[Items listed in a dataset]
● ● ● ●
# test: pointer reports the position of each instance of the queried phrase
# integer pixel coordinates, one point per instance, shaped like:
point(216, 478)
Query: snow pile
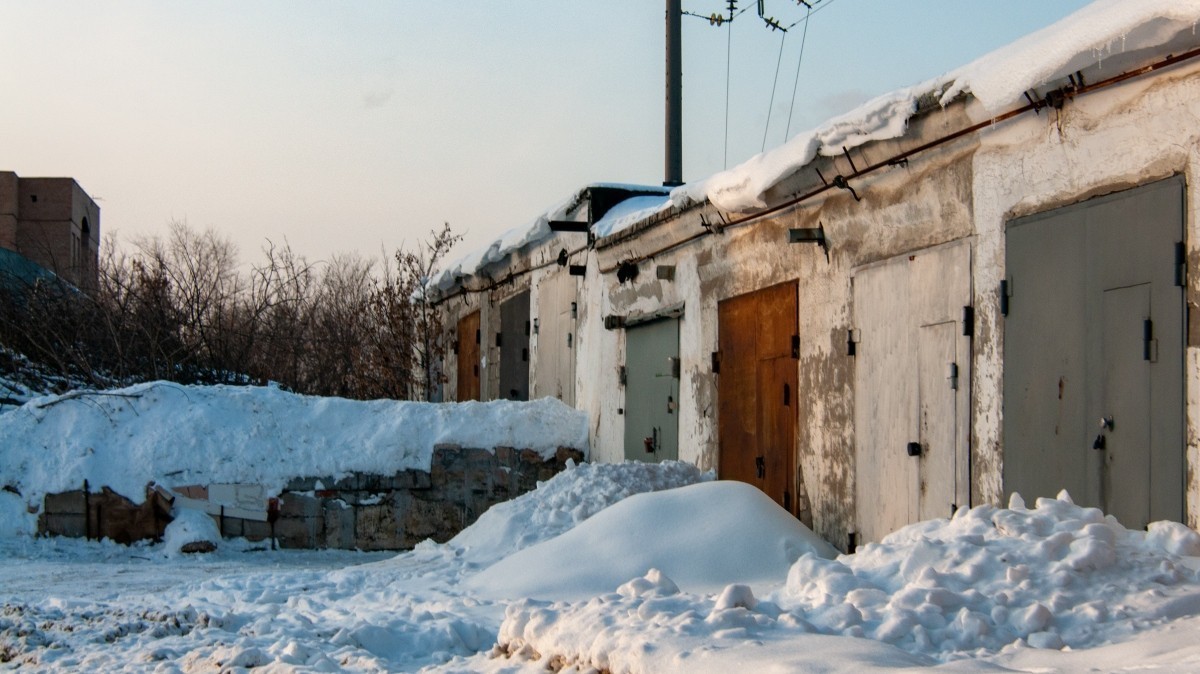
point(983, 583)
point(628, 214)
point(742, 187)
point(15, 516)
point(563, 501)
point(744, 537)
point(1108, 31)
point(1098, 34)
point(177, 435)
point(521, 236)
point(190, 527)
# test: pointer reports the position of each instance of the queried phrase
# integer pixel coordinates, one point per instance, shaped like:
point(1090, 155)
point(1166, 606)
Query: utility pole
point(673, 164)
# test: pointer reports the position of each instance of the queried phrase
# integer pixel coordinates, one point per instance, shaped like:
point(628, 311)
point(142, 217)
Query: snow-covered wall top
point(1107, 31)
point(179, 435)
point(521, 236)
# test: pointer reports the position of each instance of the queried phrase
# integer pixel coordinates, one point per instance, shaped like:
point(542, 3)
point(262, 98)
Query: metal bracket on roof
point(840, 182)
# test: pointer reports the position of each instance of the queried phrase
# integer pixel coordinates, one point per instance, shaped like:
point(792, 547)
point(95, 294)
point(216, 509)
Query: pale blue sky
point(353, 126)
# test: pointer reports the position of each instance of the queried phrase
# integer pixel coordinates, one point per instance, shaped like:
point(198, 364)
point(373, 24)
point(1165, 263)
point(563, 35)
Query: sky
point(363, 126)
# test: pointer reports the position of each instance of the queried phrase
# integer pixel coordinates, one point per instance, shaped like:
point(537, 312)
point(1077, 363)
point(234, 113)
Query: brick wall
point(369, 512)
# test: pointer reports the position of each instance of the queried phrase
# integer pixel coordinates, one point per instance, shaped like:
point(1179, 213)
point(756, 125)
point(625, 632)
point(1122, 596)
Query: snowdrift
point(988, 582)
point(703, 536)
point(178, 434)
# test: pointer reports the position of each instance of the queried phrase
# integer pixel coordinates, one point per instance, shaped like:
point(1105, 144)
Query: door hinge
point(1181, 264)
point(1150, 345)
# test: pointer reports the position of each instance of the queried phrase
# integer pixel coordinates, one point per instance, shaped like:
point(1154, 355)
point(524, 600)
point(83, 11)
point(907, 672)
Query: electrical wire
point(796, 83)
point(773, 85)
point(729, 50)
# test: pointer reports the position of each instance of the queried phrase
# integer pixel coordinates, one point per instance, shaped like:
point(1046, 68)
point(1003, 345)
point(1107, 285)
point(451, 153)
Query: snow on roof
point(180, 435)
point(1102, 31)
point(521, 236)
point(1107, 31)
point(629, 212)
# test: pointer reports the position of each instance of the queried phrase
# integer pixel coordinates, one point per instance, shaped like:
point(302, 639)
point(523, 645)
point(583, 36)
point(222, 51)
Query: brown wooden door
point(756, 391)
point(468, 357)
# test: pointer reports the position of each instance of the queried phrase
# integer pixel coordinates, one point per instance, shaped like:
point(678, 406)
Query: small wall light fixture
point(810, 235)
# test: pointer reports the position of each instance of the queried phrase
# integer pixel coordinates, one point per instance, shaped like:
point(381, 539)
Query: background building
point(52, 222)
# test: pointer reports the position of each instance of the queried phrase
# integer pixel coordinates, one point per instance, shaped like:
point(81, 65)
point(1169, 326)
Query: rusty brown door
point(468, 357)
point(756, 391)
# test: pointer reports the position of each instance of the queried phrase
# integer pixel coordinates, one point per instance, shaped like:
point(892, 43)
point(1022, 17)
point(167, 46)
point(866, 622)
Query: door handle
point(652, 441)
point(1101, 441)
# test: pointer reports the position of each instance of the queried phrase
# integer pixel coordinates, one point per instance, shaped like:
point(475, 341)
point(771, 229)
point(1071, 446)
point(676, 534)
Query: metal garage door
point(1093, 354)
point(912, 389)
point(652, 391)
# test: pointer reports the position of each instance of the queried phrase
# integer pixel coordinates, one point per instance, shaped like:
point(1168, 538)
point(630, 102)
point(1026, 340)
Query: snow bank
point(983, 583)
point(703, 536)
point(628, 214)
point(564, 501)
point(177, 435)
point(190, 527)
point(1101, 31)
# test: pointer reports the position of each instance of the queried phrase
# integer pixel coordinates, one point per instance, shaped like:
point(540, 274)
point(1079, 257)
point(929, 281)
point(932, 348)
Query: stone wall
point(369, 512)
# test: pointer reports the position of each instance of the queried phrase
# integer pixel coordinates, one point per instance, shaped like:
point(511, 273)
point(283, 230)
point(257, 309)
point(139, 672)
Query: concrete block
point(231, 527)
point(299, 531)
point(301, 485)
point(377, 528)
point(299, 505)
point(72, 525)
point(435, 519)
point(253, 530)
point(340, 529)
point(67, 503)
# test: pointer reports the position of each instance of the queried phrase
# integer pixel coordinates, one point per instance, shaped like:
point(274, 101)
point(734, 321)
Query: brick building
point(52, 222)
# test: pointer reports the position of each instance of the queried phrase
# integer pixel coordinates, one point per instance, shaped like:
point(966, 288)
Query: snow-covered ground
point(177, 435)
point(689, 576)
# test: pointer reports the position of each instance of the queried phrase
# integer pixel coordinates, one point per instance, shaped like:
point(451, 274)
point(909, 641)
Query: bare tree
point(415, 270)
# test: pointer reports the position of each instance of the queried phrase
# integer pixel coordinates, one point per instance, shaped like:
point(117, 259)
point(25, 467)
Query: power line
point(796, 83)
point(774, 83)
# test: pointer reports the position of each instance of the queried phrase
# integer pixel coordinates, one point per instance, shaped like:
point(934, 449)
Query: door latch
point(652, 441)
point(1101, 441)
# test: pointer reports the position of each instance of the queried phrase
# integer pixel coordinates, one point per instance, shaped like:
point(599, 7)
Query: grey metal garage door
point(1093, 354)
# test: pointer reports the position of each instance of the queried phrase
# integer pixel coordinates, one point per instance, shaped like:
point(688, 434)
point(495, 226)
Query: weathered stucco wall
point(964, 191)
point(1113, 139)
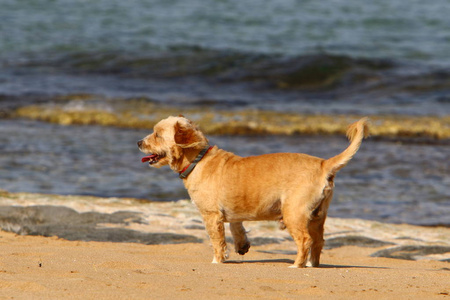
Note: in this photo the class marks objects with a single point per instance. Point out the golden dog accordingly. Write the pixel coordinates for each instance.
(295, 189)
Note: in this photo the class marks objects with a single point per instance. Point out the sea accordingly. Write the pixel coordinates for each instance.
(332, 57)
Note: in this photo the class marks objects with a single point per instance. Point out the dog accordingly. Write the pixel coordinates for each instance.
(294, 189)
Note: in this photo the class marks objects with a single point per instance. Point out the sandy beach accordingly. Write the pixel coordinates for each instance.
(170, 267)
(43, 267)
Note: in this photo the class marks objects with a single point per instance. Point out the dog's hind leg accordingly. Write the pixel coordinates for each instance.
(241, 243)
(214, 223)
(297, 222)
(316, 229)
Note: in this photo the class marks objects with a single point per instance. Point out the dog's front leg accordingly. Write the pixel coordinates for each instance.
(241, 243)
(214, 223)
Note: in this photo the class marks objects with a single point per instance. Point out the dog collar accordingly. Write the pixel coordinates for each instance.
(188, 169)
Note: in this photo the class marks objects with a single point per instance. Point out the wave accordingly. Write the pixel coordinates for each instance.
(145, 113)
(309, 72)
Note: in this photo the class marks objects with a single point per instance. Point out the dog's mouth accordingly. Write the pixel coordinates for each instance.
(153, 158)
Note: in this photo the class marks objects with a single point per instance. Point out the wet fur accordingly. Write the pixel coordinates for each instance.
(295, 189)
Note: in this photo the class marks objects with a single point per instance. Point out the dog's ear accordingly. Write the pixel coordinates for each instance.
(186, 135)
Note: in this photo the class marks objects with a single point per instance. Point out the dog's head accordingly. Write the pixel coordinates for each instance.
(172, 140)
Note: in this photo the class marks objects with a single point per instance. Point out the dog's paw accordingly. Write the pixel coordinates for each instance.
(244, 248)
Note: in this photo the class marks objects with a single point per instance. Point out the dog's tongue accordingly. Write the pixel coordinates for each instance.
(149, 157)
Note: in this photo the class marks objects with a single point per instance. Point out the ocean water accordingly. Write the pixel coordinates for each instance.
(310, 57)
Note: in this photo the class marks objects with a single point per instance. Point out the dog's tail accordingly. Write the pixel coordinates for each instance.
(355, 133)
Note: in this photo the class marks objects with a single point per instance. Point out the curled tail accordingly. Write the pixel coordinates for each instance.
(355, 133)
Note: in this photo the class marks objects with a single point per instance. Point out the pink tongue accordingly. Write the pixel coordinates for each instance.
(149, 157)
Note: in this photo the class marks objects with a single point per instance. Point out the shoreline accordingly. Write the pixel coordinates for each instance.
(144, 113)
(175, 261)
(89, 218)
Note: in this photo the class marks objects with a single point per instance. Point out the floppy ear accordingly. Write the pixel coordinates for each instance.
(186, 136)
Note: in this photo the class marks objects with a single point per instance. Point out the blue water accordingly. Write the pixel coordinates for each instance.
(395, 29)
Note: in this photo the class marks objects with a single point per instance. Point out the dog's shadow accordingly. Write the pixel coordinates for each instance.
(291, 262)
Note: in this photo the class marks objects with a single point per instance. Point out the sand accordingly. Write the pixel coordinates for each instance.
(34, 267)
● ● ● ●
#### Exercise
From the records above, transcribe exactly the run of lines that opens with the line holding "point(537, 312)" and closes with the line holding "point(1105, 144)", both included.

#### Answer space
point(537, 312)
point(1077, 363)
point(234, 113)
Query: brick wall
point(369, 512)
# test: pointer reports the position of each instance of the queried phrase
# integer pixel coordinates, one point per instance, shaped like:
point(1179, 213)
point(756, 125)
point(625, 632)
point(1122, 596)
Query: snowdrift
point(988, 582)
point(703, 536)
point(178, 434)
# test: pointer reports the position of each instance of the queried phrase
# integer pixel coordinates, one point per instance, shaped like:
point(1105, 144)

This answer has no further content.